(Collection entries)

==========

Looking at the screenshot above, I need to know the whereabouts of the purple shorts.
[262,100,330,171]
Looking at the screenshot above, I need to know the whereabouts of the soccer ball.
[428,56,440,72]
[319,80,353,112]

==========

_WORK TO DO_
Count how many lines in the data above contain the string "Looking", treating uppercase and lowercase letters as different. Give only the number.

_RESULT OF THIS EXERCISE_
2